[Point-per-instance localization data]

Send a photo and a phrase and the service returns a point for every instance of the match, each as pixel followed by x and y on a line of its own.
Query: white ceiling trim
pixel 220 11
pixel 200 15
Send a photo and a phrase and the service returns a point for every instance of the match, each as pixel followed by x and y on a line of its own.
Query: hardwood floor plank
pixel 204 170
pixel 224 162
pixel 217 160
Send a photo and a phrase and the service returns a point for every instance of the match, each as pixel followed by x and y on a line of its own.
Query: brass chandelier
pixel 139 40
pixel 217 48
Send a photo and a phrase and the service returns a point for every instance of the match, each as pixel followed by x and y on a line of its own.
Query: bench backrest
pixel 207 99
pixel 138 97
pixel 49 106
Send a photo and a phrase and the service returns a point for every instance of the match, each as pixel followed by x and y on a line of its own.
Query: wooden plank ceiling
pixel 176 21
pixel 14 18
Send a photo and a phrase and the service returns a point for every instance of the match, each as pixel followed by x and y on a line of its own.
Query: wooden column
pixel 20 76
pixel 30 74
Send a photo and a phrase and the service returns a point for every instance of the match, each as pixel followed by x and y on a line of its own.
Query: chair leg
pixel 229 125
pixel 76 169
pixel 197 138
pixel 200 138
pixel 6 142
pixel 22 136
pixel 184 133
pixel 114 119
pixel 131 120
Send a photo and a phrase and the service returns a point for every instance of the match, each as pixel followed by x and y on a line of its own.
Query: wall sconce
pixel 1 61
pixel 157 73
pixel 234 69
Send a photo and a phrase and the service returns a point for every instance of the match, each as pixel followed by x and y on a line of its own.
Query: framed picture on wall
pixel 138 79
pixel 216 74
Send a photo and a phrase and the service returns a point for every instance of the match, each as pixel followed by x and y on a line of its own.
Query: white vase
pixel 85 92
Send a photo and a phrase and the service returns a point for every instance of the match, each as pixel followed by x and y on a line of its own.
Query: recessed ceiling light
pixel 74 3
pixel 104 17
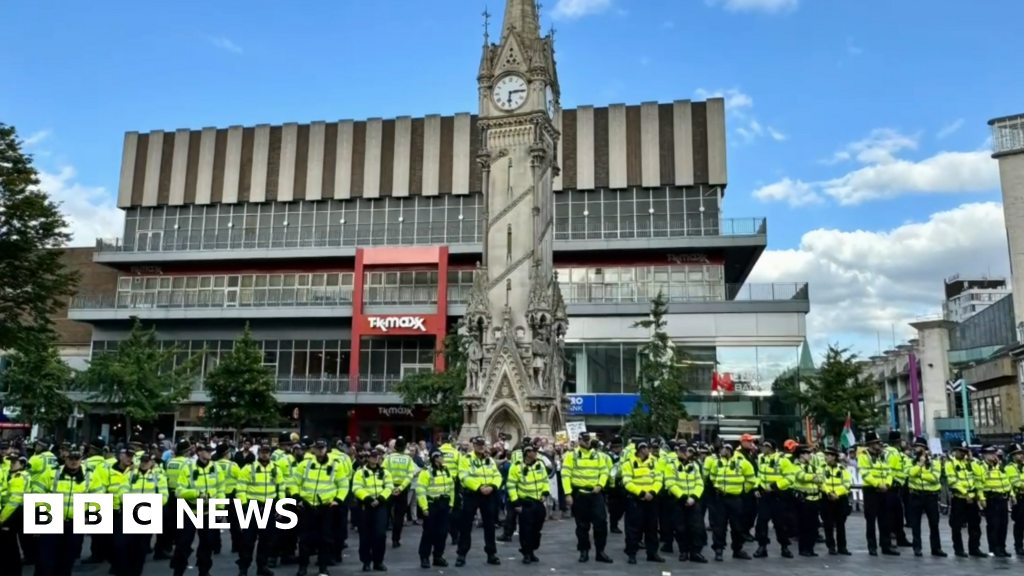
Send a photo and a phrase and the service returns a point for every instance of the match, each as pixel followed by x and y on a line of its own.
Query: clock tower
pixel 515 317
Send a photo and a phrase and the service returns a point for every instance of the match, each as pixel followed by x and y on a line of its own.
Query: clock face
pixel 510 92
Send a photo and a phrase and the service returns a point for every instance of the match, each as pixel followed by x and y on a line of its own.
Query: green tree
pixel 34 281
pixel 140 379
pixel 662 382
pixel 838 387
pixel 440 391
pixel 242 388
pixel 37 384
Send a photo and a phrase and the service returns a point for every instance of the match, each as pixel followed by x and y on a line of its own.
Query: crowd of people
pixel 663 493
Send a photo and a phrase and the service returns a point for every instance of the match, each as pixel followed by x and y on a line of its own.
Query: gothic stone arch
pixel 504 418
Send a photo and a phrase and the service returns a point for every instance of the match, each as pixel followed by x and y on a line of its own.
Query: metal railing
pixel 641 293
pixel 394 234
pixel 583 228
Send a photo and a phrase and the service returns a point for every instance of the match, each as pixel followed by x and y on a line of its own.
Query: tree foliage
pixel 441 392
pixel 36 384
pixel 140 379
pixel 34 282
pixel 838 387
pixel 662 382
pixel 242 388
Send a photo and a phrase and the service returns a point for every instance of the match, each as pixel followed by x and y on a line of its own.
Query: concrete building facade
pixel 352 247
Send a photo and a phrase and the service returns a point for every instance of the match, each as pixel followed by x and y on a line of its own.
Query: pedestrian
pixel 733 477
pixel 320 488
pixel 925 483
pixel 685 485
pixel 480 481
pixel 585 474
pixel 643 481
pixel 372 488
pixel 528 488
pixel 198 484
pixel 259 482
pixel 435 496
pixel 877 478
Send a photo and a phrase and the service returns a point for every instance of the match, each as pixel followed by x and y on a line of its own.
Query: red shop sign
pixel 402 325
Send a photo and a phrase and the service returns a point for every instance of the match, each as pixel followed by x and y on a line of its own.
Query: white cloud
pixel 950 128
pixel 864 282
pixel 91 212
pixel 885 175
pixel 225 44
pixel 578 8
pixel 36 138
pixel 756 5
pixel 794 193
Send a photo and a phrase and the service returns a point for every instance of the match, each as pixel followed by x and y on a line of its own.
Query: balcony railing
pixel 619 293
pixel 231 297
pixel 358 235
pixel 615 229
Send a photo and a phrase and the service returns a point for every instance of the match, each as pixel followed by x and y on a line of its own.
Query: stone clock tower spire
pixel 515 315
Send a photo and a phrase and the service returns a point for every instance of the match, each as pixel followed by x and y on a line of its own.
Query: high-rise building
pixel 967 296
pixel 351 248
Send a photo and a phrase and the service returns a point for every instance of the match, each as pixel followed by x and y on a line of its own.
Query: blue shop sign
pixel 602 404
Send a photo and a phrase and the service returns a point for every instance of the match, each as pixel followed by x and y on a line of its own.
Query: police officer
pixel 614 492
pixel 17 483
pixel 877 478
pixel 452 459
pixel 527 488
pixel 685 485
pixel 372 488
pixel 511 517
pixel 146 478
pixel 401 468
pixel 435 496
pixel 995 495
pixel 585 474
pixel 321 488
pixel 199 482
pixel 835 502
pixel 925 483
pixel 733 477
pixel 480 481
pixel 260 482
pixel 643 482
pixel 57 552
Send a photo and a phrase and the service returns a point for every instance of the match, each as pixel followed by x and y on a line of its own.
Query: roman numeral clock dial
pixel 510 92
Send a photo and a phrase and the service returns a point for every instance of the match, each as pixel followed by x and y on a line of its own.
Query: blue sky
pixel 857 127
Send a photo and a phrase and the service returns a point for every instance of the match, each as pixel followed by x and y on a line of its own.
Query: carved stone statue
pixel 541 350
pixel 474 357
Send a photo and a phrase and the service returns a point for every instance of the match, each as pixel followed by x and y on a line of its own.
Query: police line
pixel 142 513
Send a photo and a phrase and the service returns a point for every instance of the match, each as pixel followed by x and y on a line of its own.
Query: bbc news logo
pixel 142 513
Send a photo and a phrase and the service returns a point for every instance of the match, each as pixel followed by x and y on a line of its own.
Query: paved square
pixel 558 554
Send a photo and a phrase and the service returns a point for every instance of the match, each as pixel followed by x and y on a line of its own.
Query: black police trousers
pixel 435 529
pixel 589 510
pixel 57 552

Your assignment: Only the line that contains "Query: police line" and the lines after it, through the end of the data above, are to be repeated exactly.

Response:
Query: police line
pixel 142 513
Send a photo and a phrase and the service returns a point for every instance of the match, each as pixel followed by x and y on a line of its own.
Query: bbc news logo
pixel 142 513
Send a photo and a phrase and the service returns a point for every instance of the match, each as pixel followed by x and y on a line of its own.
Query: paved square
pixel 558 554
Send a photo and a phrase and the service returns a point for every instance of the match, each as pixel followed by x and y on a line of its own.
Query: black police trousers
pixel 435 529
pixel 589 510
pixel 57 552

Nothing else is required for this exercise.